• [Description of the task]: Below is a listing. Return the lines from the one that contains "Task — mark the melted" to the one that contains "Task — mark the white smoke, giving", both ends included, verbatim and with no pictures.

• [Task input]:
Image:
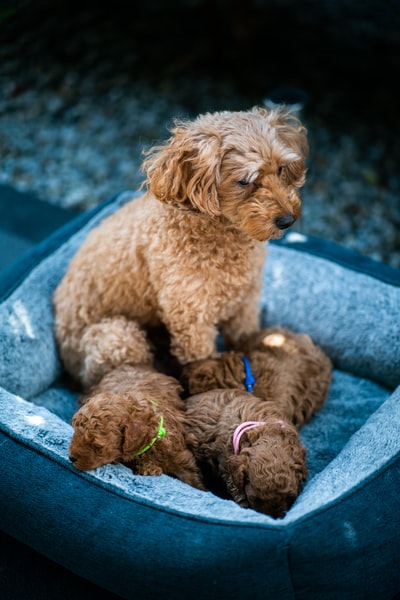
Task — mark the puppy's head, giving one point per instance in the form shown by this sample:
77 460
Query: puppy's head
268 472
246 166
101 436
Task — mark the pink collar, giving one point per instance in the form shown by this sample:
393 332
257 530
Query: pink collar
239 431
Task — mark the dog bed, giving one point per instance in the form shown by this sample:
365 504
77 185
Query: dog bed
147 537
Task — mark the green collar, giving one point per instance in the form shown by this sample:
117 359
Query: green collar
160 433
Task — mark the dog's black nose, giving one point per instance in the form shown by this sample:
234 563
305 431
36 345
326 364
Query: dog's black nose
285 221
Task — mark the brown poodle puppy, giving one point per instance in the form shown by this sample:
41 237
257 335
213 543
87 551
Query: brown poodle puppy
188 253
289 372
134 415
247 445
247 451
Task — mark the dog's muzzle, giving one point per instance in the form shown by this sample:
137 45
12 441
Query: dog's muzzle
285 221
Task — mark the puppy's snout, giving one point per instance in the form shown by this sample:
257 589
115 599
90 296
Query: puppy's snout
285 221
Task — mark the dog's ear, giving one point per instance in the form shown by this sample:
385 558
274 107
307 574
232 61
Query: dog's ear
186 169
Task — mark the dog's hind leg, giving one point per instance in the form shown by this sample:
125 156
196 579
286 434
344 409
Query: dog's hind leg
111 342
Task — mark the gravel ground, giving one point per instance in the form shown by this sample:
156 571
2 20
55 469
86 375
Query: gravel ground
84 90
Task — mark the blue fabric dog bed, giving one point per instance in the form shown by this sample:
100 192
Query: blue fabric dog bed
152 537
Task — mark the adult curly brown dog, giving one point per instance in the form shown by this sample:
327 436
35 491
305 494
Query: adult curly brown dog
188 253
250 442
136 416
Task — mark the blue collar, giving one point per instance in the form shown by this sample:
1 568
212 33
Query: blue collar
249 380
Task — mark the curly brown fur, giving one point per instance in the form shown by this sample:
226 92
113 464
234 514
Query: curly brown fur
268 472
188 253
121 416
292 373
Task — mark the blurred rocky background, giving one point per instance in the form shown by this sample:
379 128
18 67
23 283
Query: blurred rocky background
86 85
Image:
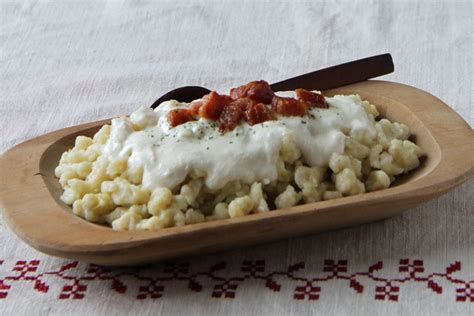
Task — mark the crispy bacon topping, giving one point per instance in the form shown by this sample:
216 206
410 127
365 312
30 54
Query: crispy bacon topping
179 116
212 106
194 107
259 91
288 106
258 113
254 102
311 99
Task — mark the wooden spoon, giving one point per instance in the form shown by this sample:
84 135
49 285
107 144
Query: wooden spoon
29 192
327 78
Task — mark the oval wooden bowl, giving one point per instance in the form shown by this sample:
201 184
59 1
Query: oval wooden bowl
29 192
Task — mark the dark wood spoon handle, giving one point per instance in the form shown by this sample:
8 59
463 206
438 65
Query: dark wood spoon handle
340 75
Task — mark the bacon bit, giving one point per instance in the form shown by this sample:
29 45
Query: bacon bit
244 103
230 116
258 113
179 116
259 91
311 99
288 106
213 104
194 107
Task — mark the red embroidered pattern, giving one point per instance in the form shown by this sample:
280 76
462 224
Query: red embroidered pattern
306 288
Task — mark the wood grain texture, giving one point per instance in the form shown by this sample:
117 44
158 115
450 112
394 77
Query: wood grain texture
45 223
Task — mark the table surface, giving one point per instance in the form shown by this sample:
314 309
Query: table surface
64 63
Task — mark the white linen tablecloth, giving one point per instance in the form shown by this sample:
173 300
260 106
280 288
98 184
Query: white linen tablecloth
69 62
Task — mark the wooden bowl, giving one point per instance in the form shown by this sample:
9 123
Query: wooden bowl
29 192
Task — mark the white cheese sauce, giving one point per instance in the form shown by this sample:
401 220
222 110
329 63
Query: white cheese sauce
248 153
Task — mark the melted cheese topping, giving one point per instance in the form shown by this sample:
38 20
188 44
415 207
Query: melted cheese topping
248 153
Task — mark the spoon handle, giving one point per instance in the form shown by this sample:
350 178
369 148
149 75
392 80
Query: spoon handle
339 75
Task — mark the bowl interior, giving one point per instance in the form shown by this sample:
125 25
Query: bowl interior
388 108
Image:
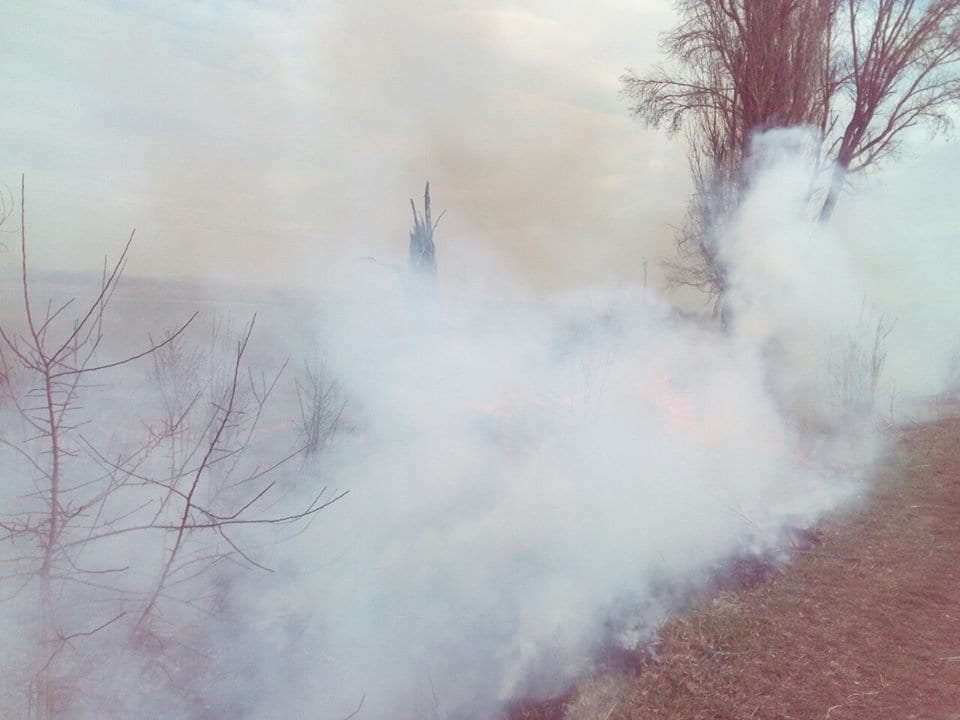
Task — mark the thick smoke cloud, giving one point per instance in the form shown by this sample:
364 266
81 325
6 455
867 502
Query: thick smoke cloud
528 478
532 479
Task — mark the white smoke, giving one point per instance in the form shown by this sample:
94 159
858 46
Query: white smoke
529 477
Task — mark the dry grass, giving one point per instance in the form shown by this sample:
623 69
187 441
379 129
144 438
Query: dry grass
863 624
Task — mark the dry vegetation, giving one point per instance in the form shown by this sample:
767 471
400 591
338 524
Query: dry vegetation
864 623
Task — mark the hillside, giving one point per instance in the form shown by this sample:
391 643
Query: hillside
864 623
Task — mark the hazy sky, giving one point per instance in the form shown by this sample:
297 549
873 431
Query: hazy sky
248 139
244 139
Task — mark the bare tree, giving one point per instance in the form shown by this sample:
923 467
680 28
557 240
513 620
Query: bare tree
67 538
860 71
904 60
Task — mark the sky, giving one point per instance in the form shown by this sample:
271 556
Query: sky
247 140
254 140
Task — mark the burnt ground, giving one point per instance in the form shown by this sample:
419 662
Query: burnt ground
863 623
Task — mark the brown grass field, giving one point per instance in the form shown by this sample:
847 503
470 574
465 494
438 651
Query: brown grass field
864 623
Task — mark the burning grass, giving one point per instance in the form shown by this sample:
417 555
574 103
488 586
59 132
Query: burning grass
864 623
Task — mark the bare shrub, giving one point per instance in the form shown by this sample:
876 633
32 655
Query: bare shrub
120 559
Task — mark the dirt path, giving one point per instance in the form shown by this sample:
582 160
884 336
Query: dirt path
864 624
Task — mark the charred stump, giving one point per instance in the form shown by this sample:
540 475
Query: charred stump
423 252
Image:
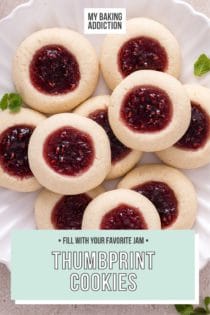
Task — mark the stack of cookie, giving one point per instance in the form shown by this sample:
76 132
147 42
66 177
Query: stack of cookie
70 154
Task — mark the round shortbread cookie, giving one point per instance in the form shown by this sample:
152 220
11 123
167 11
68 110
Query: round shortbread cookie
51 71
171 192
123 158
59 212
149 111
193 149
120 209
15 132
69 154
147 44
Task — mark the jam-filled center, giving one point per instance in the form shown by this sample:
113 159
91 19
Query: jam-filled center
54 70
14 150
118 150
198 131
142 53
67 214
123 217
69 151
146 109
164 199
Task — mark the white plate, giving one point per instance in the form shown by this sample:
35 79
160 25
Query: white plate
192 30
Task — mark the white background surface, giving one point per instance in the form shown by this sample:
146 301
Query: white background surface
7 307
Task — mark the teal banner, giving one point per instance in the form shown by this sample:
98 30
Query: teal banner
104 266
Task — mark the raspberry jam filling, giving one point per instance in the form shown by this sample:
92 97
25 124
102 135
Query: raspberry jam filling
68 212
142 53
69 151
54 70
123 217
146 109
118 150
163 198
198 131
14 150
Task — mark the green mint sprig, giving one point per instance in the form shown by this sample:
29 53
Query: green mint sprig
11 101
202 65
189 310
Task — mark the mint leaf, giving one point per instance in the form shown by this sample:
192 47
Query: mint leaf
199 311
207 303
4 101
184 309
13 101
202 65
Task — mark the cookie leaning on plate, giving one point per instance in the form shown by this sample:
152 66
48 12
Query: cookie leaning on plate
15 132
51 71
54 211
123 158
193 149
149 110
147 44
120 209
169 190
69 154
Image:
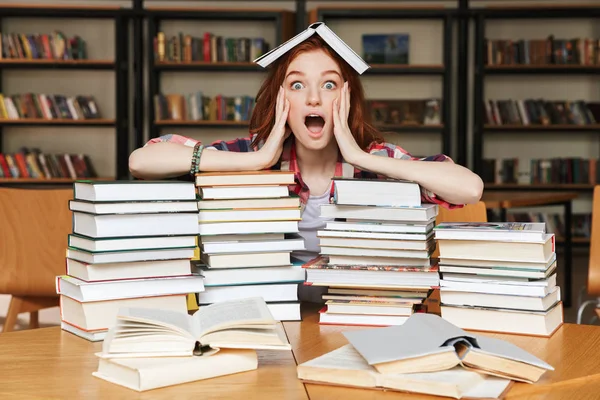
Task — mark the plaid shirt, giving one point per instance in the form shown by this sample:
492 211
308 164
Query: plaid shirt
289 162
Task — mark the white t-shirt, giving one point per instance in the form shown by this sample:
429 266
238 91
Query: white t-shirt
309 225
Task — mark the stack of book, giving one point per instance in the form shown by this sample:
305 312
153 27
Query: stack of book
131 246
499 276
375 252
425 355
248 225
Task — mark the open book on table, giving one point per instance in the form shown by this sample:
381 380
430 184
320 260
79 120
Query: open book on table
242 324
346 367
427 342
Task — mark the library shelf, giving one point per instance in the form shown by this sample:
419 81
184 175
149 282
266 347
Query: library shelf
57 122
405 69
49 180
540 186
533 69
542 128
208 66
20 63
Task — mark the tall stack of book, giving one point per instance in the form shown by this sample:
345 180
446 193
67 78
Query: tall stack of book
375 252
131 246
499 276
248 225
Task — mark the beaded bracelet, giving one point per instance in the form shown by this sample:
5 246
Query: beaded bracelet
195 167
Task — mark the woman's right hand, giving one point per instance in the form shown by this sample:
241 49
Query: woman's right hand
271 150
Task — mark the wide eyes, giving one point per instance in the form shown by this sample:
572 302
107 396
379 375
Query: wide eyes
329 85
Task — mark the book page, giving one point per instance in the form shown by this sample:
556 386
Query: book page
234 313
173 320
346 357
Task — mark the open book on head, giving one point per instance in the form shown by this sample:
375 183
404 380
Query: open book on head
242 324
427 342
333 40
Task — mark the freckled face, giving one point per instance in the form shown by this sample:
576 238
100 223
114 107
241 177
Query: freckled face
313 81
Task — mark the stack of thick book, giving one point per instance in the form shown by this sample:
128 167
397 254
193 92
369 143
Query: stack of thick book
150 348
375 252
499 276
131 246
248 225
426 355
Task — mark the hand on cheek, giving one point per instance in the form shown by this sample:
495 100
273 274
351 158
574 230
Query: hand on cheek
346 142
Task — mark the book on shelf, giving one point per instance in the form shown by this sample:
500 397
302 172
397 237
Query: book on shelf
333 40
199 107
32 163
42 46
242 324
142 374
536 171
541 52
48 107
427 342
209 47
344 366
392 48
405 112
540 113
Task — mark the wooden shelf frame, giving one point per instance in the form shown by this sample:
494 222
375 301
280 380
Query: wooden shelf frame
284 29
447 17
119 65
480 129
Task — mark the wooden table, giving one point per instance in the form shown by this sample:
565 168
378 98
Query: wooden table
49 363
573 350
505 200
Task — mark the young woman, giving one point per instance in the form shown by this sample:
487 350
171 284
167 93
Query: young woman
310 118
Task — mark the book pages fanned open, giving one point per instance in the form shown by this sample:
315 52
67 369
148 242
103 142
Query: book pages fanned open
346 367
333 40
427 342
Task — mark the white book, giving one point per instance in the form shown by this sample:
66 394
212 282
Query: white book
273 214
380 226
246 276
124 225
102 315
255 227
130 243
333 40
92 336
372 192
496 231
273 292
132 207
423 213
243 192
373 235
247 260
133 190
129 256
127 270
253 246
126 288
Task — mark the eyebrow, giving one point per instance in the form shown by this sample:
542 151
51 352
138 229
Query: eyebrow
331 71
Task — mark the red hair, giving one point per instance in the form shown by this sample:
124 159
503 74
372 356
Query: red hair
263 115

• [Solution for this problem]:
Task — mark the melted cheese topping, giving one point per instance in the form shown by this sample:
38 20
188 44
415 207
Query: melted cheese topping
248 153
Task — mark the spoon handle, giving one point per instance in the form shown by this sample:
350 178
369 148
149 75
392 80
Query: spoon handle
339 75
Task — mark the bowl interior, giving one point per instance in the form shown by this sample:
125 25
Query: bowl interior
388 108
Image:
Task — mark the thick smoke cloud, giving one point per instance in the form shown by this sample:
364 266
81 325
6 455
867 502
Query: thick smoke cloud
528 478
532 479
Task — mark the white smoke, giving one point per instance in the form shown by this sample:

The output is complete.